• [WORK REQUIRED]: Locate every line in the entries below that contains the string "smoke" and copy each of those lines.

• [PROVIDED MATERIAL]:
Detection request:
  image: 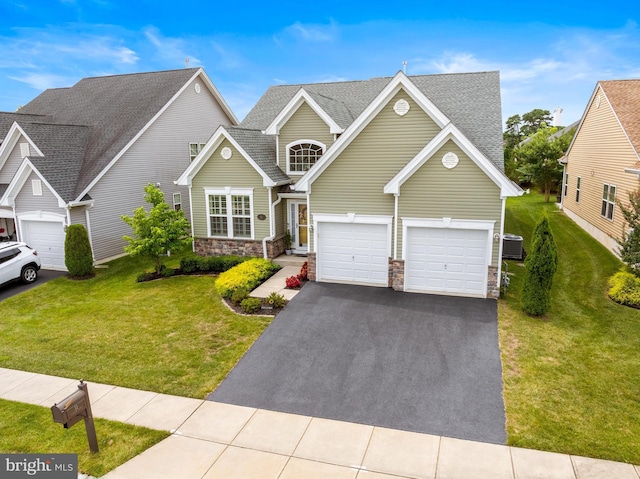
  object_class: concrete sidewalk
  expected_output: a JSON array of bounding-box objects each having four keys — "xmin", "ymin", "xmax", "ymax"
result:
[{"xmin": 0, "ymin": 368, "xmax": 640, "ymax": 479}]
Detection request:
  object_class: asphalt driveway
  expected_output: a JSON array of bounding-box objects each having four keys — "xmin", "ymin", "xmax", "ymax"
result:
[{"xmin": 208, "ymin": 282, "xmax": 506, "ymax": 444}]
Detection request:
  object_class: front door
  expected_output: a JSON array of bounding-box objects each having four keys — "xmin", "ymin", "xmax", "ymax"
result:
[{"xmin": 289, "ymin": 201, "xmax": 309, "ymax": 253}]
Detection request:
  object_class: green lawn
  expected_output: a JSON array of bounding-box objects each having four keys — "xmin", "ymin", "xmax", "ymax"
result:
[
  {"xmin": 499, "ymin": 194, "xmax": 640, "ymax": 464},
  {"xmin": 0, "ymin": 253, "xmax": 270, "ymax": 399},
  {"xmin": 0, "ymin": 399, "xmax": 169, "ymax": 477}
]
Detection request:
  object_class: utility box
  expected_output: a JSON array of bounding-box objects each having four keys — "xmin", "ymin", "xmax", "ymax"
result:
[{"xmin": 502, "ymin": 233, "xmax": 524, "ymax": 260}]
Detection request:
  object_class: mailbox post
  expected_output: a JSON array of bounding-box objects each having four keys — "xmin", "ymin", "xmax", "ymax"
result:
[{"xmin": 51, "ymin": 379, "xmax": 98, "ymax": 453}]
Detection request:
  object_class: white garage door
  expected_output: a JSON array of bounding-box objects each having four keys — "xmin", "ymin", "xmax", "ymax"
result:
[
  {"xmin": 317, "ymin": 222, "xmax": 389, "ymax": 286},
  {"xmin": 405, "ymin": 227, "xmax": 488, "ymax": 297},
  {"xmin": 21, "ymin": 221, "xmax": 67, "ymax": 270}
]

--

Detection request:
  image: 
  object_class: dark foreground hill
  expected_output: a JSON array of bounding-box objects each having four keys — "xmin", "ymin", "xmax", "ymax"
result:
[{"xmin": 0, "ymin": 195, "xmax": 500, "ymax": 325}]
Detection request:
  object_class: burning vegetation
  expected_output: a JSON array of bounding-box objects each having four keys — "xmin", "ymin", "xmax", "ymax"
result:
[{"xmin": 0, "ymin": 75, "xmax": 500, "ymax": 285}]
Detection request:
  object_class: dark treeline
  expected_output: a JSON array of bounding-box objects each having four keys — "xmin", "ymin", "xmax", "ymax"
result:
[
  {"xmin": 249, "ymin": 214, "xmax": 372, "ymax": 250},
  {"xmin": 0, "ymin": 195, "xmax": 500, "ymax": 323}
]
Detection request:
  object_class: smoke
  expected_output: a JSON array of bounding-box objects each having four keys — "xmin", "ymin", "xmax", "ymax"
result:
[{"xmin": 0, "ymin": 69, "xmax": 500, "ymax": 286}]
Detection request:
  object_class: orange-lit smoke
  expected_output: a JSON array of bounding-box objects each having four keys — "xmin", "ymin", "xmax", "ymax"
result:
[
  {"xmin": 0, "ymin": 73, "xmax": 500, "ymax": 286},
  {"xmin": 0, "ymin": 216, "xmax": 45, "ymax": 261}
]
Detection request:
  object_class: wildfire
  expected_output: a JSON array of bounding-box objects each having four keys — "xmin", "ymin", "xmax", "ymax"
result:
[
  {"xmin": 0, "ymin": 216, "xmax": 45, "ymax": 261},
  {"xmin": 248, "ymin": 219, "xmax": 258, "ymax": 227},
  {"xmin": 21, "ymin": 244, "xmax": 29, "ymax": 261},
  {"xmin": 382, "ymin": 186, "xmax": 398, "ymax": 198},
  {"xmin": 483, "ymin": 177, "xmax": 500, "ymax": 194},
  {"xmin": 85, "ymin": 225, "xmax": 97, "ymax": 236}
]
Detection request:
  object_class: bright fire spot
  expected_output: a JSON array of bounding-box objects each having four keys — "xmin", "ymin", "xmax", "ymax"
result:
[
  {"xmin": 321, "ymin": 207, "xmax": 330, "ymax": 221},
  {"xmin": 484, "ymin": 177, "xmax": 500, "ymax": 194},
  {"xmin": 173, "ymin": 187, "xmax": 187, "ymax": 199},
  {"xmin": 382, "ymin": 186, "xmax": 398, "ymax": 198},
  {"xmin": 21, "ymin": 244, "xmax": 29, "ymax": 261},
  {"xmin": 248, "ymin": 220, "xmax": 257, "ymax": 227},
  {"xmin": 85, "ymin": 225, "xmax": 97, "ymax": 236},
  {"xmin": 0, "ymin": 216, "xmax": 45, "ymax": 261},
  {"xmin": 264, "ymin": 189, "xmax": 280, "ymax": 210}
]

...

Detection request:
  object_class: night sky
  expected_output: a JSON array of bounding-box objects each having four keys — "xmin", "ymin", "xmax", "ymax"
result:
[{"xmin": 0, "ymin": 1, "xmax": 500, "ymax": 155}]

• [FINISHED EXERCISE]:
  object_class: smoke
  object_class: orange-lit smoke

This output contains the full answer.